TO DO
Pull out each line in the entries below that contains the word "neighboring", and copy those lines unchanged.

RECORDED DATA
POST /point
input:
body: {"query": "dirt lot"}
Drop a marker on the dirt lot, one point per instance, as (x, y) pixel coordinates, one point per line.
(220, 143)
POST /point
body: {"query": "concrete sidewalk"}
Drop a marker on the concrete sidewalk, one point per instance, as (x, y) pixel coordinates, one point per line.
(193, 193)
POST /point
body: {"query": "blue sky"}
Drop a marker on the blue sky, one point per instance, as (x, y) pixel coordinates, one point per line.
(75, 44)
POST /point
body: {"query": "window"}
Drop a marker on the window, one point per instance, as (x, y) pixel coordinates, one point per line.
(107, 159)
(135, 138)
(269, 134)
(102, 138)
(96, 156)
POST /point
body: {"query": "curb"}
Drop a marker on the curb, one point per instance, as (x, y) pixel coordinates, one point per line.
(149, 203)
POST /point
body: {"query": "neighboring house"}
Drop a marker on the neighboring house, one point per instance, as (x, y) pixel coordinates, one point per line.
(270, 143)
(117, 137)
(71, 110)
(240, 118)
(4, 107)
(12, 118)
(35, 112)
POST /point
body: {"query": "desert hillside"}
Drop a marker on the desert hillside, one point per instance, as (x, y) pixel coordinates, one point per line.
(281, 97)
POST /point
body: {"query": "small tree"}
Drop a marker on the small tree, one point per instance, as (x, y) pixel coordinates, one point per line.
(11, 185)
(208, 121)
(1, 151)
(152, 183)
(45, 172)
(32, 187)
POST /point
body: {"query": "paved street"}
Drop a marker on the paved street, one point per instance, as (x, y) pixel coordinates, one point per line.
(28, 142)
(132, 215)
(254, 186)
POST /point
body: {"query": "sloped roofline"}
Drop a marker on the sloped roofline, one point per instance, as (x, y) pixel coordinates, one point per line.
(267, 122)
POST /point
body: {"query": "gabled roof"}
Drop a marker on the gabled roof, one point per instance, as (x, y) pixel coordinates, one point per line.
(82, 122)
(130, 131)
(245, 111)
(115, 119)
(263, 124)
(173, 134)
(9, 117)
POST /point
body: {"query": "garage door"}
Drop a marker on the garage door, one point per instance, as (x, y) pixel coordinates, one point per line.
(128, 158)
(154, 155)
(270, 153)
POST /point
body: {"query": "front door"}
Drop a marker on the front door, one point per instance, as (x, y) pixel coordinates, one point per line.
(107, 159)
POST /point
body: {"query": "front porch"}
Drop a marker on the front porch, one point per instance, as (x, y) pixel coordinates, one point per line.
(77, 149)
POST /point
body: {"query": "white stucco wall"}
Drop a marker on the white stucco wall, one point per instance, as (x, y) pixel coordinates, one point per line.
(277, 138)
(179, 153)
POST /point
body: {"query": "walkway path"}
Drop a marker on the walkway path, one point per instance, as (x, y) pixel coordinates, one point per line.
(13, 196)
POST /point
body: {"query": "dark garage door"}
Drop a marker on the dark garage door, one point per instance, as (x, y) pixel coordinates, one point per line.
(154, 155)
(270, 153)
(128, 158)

---

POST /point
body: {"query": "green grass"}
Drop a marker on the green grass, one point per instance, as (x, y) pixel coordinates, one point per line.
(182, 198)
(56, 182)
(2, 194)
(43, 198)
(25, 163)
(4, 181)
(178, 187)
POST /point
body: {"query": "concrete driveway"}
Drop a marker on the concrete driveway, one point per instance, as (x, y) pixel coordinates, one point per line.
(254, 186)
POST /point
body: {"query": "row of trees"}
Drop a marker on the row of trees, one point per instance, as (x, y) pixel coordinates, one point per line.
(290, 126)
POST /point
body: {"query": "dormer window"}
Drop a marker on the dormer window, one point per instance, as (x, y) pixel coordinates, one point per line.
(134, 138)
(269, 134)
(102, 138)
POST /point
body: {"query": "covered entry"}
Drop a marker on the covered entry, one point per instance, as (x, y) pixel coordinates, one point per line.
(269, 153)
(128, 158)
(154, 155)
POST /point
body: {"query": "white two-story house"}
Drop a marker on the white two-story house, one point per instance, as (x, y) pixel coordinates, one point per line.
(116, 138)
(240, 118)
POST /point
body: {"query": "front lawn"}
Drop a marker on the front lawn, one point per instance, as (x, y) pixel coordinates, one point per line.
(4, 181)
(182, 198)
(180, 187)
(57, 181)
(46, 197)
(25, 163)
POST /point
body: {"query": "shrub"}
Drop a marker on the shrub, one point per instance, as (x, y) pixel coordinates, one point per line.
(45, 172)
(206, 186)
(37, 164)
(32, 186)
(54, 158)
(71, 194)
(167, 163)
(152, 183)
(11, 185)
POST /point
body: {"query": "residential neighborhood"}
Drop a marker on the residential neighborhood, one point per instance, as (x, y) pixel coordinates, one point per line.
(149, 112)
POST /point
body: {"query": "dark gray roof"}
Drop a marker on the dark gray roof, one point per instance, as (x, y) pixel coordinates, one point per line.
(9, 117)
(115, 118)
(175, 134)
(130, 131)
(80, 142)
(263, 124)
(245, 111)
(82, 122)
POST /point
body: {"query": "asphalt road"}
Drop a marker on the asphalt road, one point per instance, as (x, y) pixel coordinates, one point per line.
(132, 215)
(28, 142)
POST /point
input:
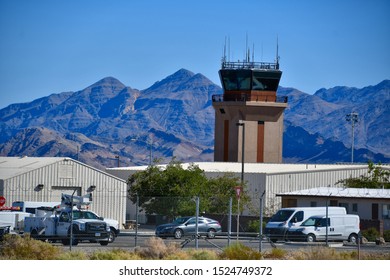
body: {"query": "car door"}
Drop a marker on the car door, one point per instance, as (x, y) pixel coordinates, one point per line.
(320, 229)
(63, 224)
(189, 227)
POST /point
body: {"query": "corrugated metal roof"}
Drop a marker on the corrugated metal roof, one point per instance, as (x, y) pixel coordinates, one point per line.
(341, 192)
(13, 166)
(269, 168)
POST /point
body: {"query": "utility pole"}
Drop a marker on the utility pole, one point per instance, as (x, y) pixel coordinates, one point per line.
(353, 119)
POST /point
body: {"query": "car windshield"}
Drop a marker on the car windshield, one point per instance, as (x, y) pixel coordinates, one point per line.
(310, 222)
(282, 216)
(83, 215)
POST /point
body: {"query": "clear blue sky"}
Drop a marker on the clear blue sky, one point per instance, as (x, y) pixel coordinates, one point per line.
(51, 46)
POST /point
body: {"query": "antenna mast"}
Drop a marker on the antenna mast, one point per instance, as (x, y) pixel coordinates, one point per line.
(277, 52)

THE REPLY
body: {"query": "neighboring house"}
Drop a marker on the neighboring house, one point per instance, as (x, y) pixel coordinates, one point per line.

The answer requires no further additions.